Your goal:
Rescale the rows below, from the line holding "Place one keypoint on each instance of the red sports" through the end of the rows, both ends included. Write each of those lines again, requests included, but multiply every point coordinate in the answers by 2.2 and round it to a whole number, with halves rounded up.

Extracted records:
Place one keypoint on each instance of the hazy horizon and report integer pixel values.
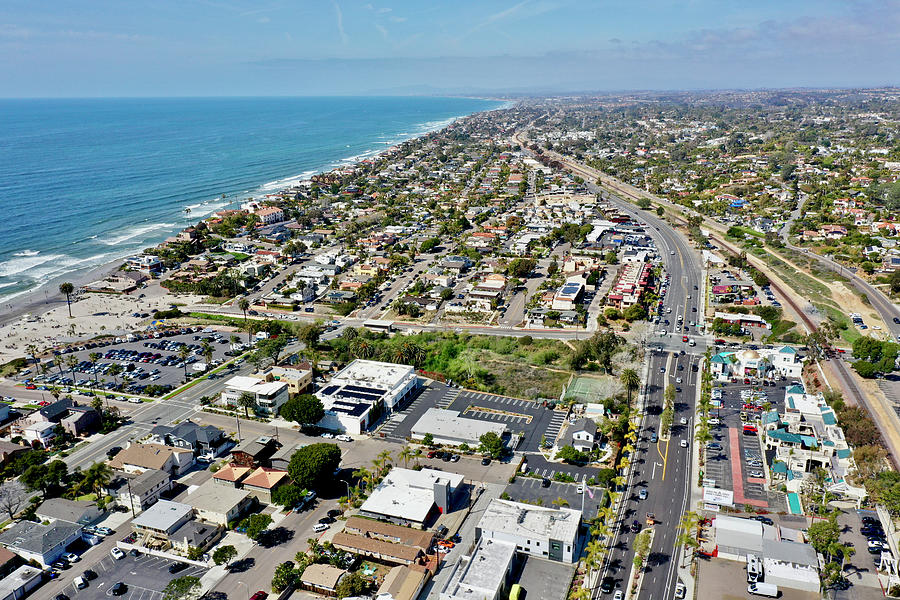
(206, 48)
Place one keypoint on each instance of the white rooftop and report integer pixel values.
(528, 520)
(440, 421)
(481, 575)
(408, 494)
(374, 373)
(163, 515)
(253, 385)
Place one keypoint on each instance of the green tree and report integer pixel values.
(285, 576)
(490, 444)
(66, 289)
(182, 588)
(247, 401)
(571, 455)
(224, 554)
(309, 334)
(822, 534)
(305, 409)
(256, 524)
(314, 464)
(631, 381)
(352, 584)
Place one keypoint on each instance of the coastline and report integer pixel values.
(46, 296)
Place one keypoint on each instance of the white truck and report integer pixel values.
(770, 590)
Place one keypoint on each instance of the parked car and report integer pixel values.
(177, 567)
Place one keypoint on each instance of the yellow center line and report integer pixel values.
(665, 458)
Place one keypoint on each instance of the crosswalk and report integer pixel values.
(554, 427)
(448, 398)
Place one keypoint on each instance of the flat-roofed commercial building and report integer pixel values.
(409, 497)
(448, 427)
(350, 397)
(269, 395)
(484, 575)
(551, 533)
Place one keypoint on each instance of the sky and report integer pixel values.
(100, 48)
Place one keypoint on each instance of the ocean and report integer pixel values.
(84, 182)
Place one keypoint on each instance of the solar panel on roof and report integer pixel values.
(364, 390)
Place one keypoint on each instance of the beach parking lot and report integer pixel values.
(147, 365)
(736, 459)
(530, 419)
(144, 576)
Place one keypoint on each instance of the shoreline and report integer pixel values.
(46, 296)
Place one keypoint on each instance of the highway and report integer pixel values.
(663, 468)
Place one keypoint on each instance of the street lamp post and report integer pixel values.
(245, 587)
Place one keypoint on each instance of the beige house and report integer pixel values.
(262, 482)
(137, 458)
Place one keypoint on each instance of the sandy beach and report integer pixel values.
(92, 315)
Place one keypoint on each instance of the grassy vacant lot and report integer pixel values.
(519, 367)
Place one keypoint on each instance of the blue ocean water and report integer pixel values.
(86, 181)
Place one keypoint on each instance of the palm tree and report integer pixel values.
(405, 455)
(72, 362)
(115, 370)
(361, 348)
(97, 476)
(385, 457)
(364, 475)
(67, 289)
(631, 381)
(32, 350)
(244, 306)
(206, 351)
(248, 401)
(184, 353)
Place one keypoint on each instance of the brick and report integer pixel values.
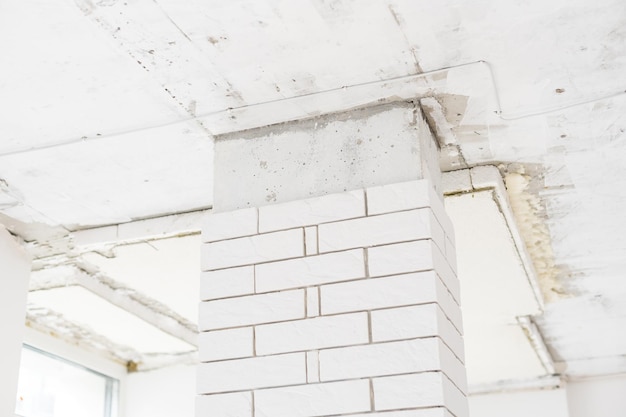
(314, 400)
(253, 249)
(393, 291)
(424, 320)
(237, 404)
(447, 275)
(252, 309)
(316, 333)
(310, 240)
(380, 359)
(312, 270)
(401, 258)
(312, 302)
(227, 283)
(430, 389)
(421, 255)
(438, 209)
(312, 366)
(312, 211)
(250, 373)
(225, 344)
(398, 197)
(231, 224)
(378, 230)
(451, 255)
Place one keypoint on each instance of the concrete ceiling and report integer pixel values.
(108, 109)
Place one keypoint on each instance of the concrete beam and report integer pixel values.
(145, 308)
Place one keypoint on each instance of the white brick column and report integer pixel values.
(340, 304)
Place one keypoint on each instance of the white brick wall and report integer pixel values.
(343, 304)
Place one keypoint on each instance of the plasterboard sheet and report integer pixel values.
(85, 309)
(166, 270)
(494, 291)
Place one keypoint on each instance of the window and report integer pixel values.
(50, 386)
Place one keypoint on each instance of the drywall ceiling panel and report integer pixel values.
(166, 270)
(114, 179)
(64, 78)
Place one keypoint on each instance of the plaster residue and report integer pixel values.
(530, 216)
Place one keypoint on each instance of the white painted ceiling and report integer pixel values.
(108, 108)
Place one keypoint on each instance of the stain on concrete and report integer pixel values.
(523, 186)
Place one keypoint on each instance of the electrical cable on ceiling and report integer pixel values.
(405, 78)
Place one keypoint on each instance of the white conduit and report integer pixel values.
(225, 114)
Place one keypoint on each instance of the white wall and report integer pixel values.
(167, 392)
(537, 403)
(14, 276)
(605, 397)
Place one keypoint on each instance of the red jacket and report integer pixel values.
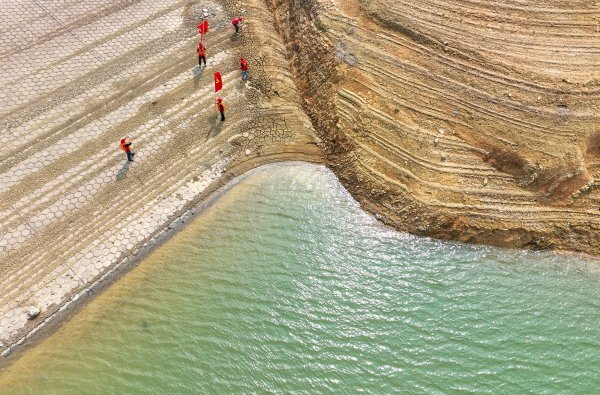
(201, 49)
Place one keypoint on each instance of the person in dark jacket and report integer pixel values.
(126, 146)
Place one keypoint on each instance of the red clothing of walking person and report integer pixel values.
(126, 146)
(245, 69)
(236, 23)
(221, 107)
(201, 54)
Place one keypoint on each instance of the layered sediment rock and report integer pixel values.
(468, 120)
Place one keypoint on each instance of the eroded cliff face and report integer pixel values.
(470, 120)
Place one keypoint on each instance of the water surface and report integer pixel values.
(285, 286)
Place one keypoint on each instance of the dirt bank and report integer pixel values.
(457, 121)
(443, 133)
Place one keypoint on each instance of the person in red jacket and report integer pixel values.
(236, 23)
(221, 107)
(201, 54)
(126, 146)
(245, 69)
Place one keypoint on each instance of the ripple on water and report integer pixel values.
(286, 286)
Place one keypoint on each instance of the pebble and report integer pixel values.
(33, 312)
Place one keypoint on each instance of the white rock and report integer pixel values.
(33, 312)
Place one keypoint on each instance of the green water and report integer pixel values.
(285, 287)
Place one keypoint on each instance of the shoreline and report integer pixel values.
(205, 200)
(75, 302)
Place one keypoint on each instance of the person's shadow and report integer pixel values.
(122, 173)
(197, 71)
(215, 125)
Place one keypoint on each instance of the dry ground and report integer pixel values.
(470, 120)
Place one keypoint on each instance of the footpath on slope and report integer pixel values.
(76, 78)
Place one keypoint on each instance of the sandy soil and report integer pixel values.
(470, 120)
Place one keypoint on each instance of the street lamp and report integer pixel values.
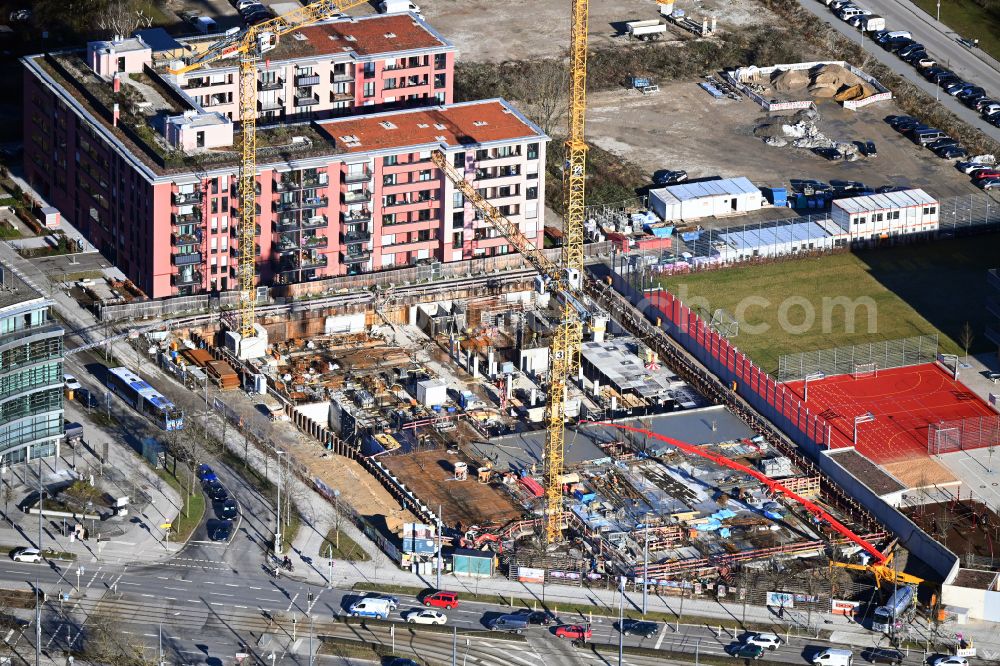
(811, 377)
(867, 417)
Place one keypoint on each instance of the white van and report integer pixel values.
(834, 657)
(399, 7)
(371, 607)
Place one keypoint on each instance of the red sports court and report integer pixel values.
(904, 402)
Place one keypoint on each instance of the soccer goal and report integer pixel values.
(950, 364)
(865, 370)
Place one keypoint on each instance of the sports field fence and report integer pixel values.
(848, 360)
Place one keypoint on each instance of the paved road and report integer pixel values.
(940, 43)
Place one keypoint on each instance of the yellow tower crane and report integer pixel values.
(249, 46)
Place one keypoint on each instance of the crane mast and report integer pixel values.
(250, 45)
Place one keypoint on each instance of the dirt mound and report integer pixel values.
(789, 80)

Task output:
Place one keypoint on each instance of the red sports court and report integer pixel values.
(1989, 884)
Place one keypoint on each instance of the soccer goal and report integer pixel values.
(2090, 801)
(1903, 814)
Place one keypoint on each instance of the sports field fence and report integer pixel values.
(1866, 792)
Place one keypoint on each instance of the paved road and report integer pixel values.
(2068, 95)
Place one keypoint on each instance of the yellow tower crane and report integer pixel values.
(548, 101)
Place one keypoint on each instance of the crane mast and report integer pixel values.
(550, 99)
Place one keypoint on each instance of the dirt mound and report integer pixel values.
(1736, 176)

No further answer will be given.